* Set tasks:
**1)** In the article below on foreign banks opening branches in Kuwait, which three banks are named as the first to enter?
**2)** Can you carry on the article below about foreign banks opening branches in Kuwait, picking up right after its last sentence?

* Text provided:

──────

According to the governor of the Central Bank of Kuwait (CBK), Sheikh Salem Abdul Aziz al-Sabah, the move to allow a limited number of international banks and five Gulf Co-operation Council (GCC) banks to open branches is at the stage of approvals. Each of the GCC states’ national banks will be authorised to open “a single branch”, Sheikh Salem says.

First to enter are HSBC Bank Middle East, BNP Paribas (BNPP) and National Bank of Abu Dhabi. A few others are expected to follow, including Citibank and Standard Chartered. BNPP has started operations, and reports interest from local corporates keen to reduce their pricing.

Not surprisingly, the French bank is targeting big corporates, high net-worth individuals and fund management for Kuwait’s powerful government agencies – the key battlegrounds for the market’s established players and powerful incomers. It also sees potential in targeting smaller niche players who are looking for trade finance.

For Sheikh Salem, this shows the government’s “conviction to liberalise financial services and vary the structure of the banking and financial system in Kuwait to develop it as a financial hub and boost its financial and commercial ties with the outside world”.

──────

Data listing:
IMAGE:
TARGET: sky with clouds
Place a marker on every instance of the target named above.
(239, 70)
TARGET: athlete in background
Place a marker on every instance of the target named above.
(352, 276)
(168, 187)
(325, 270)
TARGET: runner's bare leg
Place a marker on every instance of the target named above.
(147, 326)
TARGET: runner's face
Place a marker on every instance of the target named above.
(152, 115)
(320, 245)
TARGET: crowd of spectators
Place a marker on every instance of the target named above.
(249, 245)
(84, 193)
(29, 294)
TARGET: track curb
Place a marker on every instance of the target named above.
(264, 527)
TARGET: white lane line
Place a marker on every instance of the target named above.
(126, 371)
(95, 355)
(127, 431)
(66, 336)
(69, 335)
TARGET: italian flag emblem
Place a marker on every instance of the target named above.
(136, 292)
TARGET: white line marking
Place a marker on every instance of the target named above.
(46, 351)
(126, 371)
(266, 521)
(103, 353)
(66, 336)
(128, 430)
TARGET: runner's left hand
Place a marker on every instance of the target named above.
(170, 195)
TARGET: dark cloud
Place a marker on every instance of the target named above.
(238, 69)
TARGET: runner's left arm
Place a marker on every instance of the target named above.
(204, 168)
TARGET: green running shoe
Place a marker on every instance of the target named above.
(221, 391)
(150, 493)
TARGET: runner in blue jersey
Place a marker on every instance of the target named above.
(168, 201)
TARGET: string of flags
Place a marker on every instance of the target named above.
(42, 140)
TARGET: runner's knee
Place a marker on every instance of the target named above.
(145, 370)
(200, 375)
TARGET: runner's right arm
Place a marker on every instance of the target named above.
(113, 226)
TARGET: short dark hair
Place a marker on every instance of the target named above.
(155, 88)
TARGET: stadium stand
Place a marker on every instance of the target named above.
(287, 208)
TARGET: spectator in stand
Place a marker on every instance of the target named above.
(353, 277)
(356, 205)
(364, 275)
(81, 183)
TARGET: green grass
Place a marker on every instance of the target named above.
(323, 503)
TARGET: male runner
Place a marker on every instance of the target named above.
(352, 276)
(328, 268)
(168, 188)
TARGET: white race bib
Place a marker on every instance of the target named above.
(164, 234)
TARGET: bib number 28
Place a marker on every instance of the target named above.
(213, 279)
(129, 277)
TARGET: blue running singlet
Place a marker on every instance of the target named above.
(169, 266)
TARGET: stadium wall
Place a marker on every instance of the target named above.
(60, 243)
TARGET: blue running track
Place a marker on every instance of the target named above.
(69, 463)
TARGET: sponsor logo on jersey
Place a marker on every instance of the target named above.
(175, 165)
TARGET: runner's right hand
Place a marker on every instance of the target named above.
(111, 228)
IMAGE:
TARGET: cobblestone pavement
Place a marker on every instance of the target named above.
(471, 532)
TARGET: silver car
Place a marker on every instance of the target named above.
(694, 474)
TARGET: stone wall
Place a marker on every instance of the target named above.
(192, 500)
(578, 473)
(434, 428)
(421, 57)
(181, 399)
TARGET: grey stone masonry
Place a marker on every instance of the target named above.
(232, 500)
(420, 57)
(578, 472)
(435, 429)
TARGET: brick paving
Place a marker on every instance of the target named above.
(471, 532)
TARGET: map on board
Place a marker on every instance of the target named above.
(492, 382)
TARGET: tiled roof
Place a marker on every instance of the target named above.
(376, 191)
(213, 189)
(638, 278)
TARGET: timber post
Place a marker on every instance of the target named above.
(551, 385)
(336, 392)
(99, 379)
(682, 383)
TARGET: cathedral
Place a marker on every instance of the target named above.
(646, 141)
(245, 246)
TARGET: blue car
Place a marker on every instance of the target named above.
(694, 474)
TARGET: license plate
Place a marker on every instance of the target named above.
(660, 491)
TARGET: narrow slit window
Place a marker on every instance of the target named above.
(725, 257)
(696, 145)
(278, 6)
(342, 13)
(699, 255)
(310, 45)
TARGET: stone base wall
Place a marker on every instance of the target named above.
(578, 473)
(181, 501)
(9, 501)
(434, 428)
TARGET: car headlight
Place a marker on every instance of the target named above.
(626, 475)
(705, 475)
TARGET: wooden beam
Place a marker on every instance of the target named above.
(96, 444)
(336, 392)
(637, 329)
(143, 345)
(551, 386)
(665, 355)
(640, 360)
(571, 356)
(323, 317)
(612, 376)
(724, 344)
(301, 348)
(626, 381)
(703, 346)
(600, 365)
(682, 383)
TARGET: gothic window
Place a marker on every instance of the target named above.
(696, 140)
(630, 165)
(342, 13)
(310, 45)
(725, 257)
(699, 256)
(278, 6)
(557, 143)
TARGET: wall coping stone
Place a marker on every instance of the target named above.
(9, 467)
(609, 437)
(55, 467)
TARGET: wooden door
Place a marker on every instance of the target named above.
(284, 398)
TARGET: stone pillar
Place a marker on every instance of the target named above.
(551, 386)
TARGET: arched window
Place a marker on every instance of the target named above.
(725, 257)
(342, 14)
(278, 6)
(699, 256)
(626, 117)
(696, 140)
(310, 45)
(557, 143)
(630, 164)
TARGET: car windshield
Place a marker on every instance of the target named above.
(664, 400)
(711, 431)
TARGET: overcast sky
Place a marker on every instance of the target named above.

──────

* Outputs by task:
**1)** HSBC Bank Middle East, BNP Paribas and National Bank of Abu Dhabi.

**2)**
Finance Minister Bader al-Humaidhi sees this as essential, to help address what he sees as the three main points of weakness in the Kuwaiti economy: the disproportionate state budget, the limited role played by the private sector and job market imbalances.

Reform is in the air, from overhauling public companies to giving women the vote. It includes the government promoting changes in the huge, traditionally secretive, Kuwait Investment Authority (KIA), which marshals oil-generated investments for future generations. Mr Al-Humaidhi recently observed that KIA had “taken several measures to control and minimise investment risks in its future strategies for offshore investment”. He said Mercer Investment Consulting had been selected to help KIA to redistribute its assets and revise its strategies.

Liquid market

It is a late start, but foreign banks are entering into a major Organization of the Petroleum Exporting Countries (Opec) market awash with liquidity. Indeed, the flood of cash from oil revenues has allowed the government to post huge budget surpluses in each of the past six years.

With $50-$60-a-barrel price tag, oil is expected to expand the economy by around 6% this year, “Kuwait is happy to spend the dollars as they come in, and pay the cash upfront for whatever new infrastructure is needed,” said one London-based Middle East specialist.

This means that the potential for developing project finance and other corporate operations is limited, even though big projects are in the pipeline.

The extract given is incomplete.